--- Start ---

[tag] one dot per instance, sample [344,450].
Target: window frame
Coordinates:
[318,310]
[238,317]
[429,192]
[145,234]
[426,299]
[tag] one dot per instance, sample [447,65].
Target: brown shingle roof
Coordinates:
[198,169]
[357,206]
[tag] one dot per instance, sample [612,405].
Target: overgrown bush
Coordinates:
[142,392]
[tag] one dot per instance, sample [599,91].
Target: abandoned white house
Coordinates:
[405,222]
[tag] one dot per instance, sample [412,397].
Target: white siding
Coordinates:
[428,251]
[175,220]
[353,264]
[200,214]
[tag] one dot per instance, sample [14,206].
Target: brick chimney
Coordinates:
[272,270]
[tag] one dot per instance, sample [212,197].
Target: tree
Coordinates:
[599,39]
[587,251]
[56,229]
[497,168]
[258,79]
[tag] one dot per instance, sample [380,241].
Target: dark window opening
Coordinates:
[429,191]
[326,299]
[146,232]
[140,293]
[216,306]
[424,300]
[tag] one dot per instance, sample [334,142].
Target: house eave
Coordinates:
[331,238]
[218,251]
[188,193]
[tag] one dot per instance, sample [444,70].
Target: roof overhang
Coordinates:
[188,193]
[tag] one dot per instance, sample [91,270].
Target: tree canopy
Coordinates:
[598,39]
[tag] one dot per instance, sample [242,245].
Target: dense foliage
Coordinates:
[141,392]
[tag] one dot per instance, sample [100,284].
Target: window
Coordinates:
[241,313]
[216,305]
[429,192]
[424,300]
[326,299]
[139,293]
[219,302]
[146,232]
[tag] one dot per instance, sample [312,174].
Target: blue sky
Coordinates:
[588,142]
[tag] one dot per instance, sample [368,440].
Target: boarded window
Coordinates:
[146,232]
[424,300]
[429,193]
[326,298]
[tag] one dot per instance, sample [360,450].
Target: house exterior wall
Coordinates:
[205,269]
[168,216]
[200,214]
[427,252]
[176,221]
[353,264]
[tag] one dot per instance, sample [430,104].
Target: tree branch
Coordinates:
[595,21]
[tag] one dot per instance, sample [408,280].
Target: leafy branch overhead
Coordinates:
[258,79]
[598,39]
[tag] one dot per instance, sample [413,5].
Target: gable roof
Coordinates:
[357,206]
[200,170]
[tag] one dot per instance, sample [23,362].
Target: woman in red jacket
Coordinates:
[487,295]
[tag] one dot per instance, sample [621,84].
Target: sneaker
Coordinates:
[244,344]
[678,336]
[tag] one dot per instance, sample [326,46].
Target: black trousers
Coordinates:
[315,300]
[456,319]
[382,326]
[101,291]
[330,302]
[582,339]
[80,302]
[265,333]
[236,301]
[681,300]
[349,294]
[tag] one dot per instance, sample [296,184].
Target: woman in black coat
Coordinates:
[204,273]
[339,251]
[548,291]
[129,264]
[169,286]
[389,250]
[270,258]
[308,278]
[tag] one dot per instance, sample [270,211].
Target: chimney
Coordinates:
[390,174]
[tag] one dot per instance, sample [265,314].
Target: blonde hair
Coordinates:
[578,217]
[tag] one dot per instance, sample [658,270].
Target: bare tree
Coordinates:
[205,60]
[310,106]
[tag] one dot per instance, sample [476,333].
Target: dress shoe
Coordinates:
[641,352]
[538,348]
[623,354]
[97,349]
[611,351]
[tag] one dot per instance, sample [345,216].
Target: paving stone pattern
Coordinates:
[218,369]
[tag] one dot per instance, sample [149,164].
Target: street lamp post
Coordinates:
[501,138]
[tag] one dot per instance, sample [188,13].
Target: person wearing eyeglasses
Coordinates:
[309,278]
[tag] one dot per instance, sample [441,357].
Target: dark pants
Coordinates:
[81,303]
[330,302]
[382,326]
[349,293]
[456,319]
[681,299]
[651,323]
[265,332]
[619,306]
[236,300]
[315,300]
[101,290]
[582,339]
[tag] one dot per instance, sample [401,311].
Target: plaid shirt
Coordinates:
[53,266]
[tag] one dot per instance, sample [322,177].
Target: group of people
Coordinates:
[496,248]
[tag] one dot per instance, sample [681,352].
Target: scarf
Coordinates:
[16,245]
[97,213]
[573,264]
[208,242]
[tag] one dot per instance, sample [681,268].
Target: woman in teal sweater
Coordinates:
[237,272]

--- End ---

▶ To do
Copy out all of the items above line for line, leaving every character unchanged.

▶ Answer below
[tag] one dot per instance, sample [344,450].
Target: window frame
Coordinates:
[318,310]
[238,317]
[429,192]
[145,234]
[426,299]
[tag] one dot per instance, sample [447,65].
Target: brown shingle roof
Coordinates:
[198,169]
[357,206]
[tag] one dot per instance, sample [612,405].
Target: overgrown bush
Coordinates:
[142,392]
[tag] one dot per instance, sample [599,91].
Target: abandoned white house
Coordinates:
[405,222]
[tag] one dot per instance, sample [412,397].
Target: white siding
Coordinates:
[428,251]
[175,220]
[353,264]
[200,214]
[tag] one dot per instance, sample [14,206].
Target: brick chimney
Coordinates:
[272,270]
[tag] one dot per instance, sample [212,197].
Target: tree
Coordinates:
[599,39]
[587,251]
[56,229]
[497,168]
[258,79]
[tag] one dot per instance, sample [380,241].
Target: dark window opening
Coordinates:
[429,191]
[326,299]
[146,232]
[140,293]
[216,306]
[424,300]
[tag] one dot per instance, sample [334,142].
Target: house eave
Coordinates:
[331,238]
[218,251]
[188,193]
[tag] one dot per instance, sample [444,70].
Target: roof overhang
Coordinates:
[188,193]
[tag] one dot per instance, sample [91,270].
Target: tree canopy
Coordinates:
[598,39]
[tag] one dot per instance, sample [242,245].
Target: dense foliage
Coordinates:
[141,392]
[tag] one dot per instance, sample [100,284].
Target: window
Coordinates:
[241,313]
[216,305]
[429,192]
[424,300]
[326,299]
[139,293]
[219,302]
[146,232]
[tag] one dot per instance, sample [312,174].
Target: blue sky
Coordinates:
[588,142]
[tag] one dot per instance, sample [368,440].
Target: boarded window
Coordinates:
[146,232]
[424,300]
[429,193]
[326,298]
[tag] one dot per instance, sample [360,450].
Target: house exterior wall
Coordinates:
[205,269]
[168,216]
[200,214]
[427,252]
[176,221]
[353,264]
[tag] one dot per instance, sample [430,104].
Target: tree branch
Coordinates:
[595,21]
[tag] one dot per instance, sample [408,280].
Target: leafy branch overhead
Coordinates:
[258,79]
[598,39]
[tag] one dot per instance, sample [413,5].
Target: gable roof
Coordinates:
[357,206]
[200,170]
[tag] one dot per instance, sample [23,362].
Target: woman in red jacket
Coordinates:
[487,295]
[tag] one dot per instance, sample [621,84].
Target: sneaker
Coordinates:
[244,344]
[678,336]
[tag] one dot per instance, sample [326,46].
Target: black trousers
Coordinates:
[315,300]
[456,319]
[382,326]
[101,291]
[330,302]
[582,339]
[80,302]
[265,333]
[236,301]
[681,300]
[349,294]
[tag] one dot per instance, sample [296,184].
Target: woman in black coat
Coordinates:
[204,273]
[339,251]
[548,291]
[129,264]
[169,286]
[389,250]
[270,258]
[308,278]
[tag] one dot per instance, sample [270,211].
Target: chimney
Coordinates:
[390,174]
[tag] one dot per instance, sample [265,314].
Target: blonde hair
Coordinates:
[578,217]
[tag] one dot per instance, sample [658,270].
Target: bare tree
Coordinates:
[205,60]
[310,106]
[tag] one dot per instance, sample [476,333].
Target: dress shoe
Coordinates:
[641,352]
[538,348]
[623,354]
[97,349]
[611,351]
[tag] one dot per instance, sample [345,216].
Target: paving stone pattern
Coordinates:
[218,369]
[tag] one dot per instance, sample [149,164].
Target: street lamp post
Coordinates:
[501,138]
[tag] one dot per instance, sample [188,13].
Target: person wearing eyeglasses
Coordinates:
[309,278]
[tag] one dot per instance, sample [441,357].
Target: dark pants
Coordinates:
[81,303]
[330,302]
[382,326]
[349,293]
[456,319]
[681,299]
[651,323]
[265,332]
[619,306]
[236,300]
[315,300]
[101,290]
[582,339]
[tag] one dot per instance, sample [401,311].
Target: plaid shirt
Coordinates:
[53,266]
[tag] one dot per instance, sample [322,177].
Target: group of people
Coordinates:
[496,248]
[tag] one dot per instance, sample [681,352].
Target: scarf
Coordinates:
[16,245]
[97,213]
[573,264]
[208,242]
[tag] one dot per instance, sample [681,268].
Target: woman in teal sweater
Coordinates:
[237,272]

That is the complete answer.